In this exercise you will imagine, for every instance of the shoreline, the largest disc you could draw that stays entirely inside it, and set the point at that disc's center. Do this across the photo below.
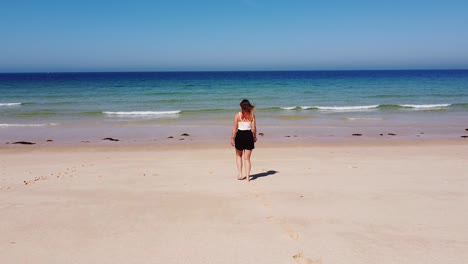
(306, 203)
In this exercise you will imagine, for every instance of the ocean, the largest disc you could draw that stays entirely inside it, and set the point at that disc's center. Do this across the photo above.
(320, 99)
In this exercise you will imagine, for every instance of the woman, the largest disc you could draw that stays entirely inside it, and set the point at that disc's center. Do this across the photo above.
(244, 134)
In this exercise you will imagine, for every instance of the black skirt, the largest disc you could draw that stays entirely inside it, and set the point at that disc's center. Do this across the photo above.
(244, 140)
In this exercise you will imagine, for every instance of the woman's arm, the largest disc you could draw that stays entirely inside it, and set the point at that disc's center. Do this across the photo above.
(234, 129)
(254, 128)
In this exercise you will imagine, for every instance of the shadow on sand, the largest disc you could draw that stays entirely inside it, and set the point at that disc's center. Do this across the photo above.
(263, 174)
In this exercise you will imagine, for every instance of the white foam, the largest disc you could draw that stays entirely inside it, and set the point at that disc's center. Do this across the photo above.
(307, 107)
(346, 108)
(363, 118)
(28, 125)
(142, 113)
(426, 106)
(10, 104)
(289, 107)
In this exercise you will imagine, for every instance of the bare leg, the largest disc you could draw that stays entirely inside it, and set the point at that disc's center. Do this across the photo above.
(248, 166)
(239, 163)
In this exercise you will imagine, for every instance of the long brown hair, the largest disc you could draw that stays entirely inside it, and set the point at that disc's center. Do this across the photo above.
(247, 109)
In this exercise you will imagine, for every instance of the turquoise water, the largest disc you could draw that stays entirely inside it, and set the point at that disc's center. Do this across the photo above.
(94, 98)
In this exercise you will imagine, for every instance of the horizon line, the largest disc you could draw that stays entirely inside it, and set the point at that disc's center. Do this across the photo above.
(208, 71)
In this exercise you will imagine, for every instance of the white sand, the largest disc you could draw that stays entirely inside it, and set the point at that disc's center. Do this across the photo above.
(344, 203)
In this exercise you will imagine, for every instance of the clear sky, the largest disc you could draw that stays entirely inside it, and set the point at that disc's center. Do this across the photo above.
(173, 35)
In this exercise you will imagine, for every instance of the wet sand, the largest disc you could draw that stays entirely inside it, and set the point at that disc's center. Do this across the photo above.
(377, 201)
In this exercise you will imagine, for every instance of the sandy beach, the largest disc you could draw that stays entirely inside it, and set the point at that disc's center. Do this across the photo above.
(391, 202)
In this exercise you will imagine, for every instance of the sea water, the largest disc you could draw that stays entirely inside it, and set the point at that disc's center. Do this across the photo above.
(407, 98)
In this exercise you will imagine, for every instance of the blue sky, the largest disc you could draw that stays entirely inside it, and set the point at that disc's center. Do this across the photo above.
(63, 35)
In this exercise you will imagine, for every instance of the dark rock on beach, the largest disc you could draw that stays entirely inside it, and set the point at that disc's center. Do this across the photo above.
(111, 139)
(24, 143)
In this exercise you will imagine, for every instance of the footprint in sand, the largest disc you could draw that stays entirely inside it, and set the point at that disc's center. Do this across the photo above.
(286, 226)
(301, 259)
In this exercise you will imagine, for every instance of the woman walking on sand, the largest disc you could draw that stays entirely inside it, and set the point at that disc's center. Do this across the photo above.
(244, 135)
************
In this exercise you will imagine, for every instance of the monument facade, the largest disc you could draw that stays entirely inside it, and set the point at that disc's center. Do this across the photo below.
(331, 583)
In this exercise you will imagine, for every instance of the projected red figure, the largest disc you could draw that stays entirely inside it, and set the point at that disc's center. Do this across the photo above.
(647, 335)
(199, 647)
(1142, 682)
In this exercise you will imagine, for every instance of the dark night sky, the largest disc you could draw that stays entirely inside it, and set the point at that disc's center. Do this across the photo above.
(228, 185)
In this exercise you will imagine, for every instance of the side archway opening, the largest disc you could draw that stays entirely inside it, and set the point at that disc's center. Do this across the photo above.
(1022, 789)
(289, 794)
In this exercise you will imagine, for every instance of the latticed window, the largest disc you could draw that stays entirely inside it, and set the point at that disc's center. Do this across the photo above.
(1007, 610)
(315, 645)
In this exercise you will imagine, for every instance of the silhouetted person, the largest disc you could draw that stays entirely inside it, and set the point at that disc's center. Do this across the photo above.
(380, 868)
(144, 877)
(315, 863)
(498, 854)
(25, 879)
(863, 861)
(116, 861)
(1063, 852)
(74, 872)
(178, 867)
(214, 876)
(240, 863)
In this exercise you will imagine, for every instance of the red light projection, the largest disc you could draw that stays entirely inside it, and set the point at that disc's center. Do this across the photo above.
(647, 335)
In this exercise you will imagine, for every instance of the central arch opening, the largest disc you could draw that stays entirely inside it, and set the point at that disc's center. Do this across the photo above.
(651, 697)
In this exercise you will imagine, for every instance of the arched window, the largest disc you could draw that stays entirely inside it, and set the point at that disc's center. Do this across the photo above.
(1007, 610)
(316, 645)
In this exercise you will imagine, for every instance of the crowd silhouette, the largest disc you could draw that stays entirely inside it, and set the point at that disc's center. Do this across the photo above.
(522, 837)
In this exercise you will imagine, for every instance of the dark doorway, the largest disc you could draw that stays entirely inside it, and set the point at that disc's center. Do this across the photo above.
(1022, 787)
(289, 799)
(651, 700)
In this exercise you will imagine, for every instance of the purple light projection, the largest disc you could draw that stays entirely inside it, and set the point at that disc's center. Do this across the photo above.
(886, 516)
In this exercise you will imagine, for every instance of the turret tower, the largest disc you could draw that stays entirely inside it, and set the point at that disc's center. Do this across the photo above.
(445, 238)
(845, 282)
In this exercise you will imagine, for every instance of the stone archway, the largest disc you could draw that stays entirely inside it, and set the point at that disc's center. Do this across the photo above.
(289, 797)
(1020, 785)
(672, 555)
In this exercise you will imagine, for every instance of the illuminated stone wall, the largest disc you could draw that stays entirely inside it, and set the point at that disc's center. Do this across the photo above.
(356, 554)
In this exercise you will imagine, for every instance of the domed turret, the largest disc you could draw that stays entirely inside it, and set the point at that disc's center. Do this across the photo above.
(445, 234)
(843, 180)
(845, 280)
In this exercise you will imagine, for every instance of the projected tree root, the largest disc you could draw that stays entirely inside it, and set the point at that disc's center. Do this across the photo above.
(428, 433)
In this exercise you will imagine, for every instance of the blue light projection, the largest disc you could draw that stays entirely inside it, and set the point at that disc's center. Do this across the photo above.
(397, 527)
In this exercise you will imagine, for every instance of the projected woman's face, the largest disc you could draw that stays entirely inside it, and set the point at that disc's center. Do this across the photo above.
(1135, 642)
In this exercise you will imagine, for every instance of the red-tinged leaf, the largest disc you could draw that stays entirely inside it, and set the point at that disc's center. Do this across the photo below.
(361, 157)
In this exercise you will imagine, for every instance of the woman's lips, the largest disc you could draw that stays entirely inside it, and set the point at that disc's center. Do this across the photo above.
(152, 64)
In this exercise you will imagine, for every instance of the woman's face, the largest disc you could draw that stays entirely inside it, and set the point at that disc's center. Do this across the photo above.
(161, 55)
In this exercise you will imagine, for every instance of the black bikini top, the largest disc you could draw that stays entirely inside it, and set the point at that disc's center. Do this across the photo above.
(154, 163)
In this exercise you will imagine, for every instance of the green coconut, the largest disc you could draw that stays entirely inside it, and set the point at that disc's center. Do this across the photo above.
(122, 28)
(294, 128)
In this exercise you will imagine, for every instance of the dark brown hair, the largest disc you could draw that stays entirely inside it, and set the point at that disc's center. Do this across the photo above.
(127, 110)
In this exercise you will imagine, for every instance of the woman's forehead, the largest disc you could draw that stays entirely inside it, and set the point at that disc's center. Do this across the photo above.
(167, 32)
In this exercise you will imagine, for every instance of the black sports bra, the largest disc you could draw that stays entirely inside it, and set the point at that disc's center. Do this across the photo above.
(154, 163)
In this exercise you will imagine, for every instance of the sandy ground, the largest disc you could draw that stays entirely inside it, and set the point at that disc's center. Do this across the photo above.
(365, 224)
************
### TASK TO COMPLETE
Pick out every line of the listing above that contains the word "opening".

### REPLY
In this exercise you will imagine, for every instance of the side archway opening, the largest disc you could draw that stays entirely inside it, and set the point at that disc's center. Do this across the photo above.
In this exercise you will imagine, for every instance of the central arch opening, the largest disc you could draw that stays entirely inside it, and set the point at that disc's center. Do this across the photo above.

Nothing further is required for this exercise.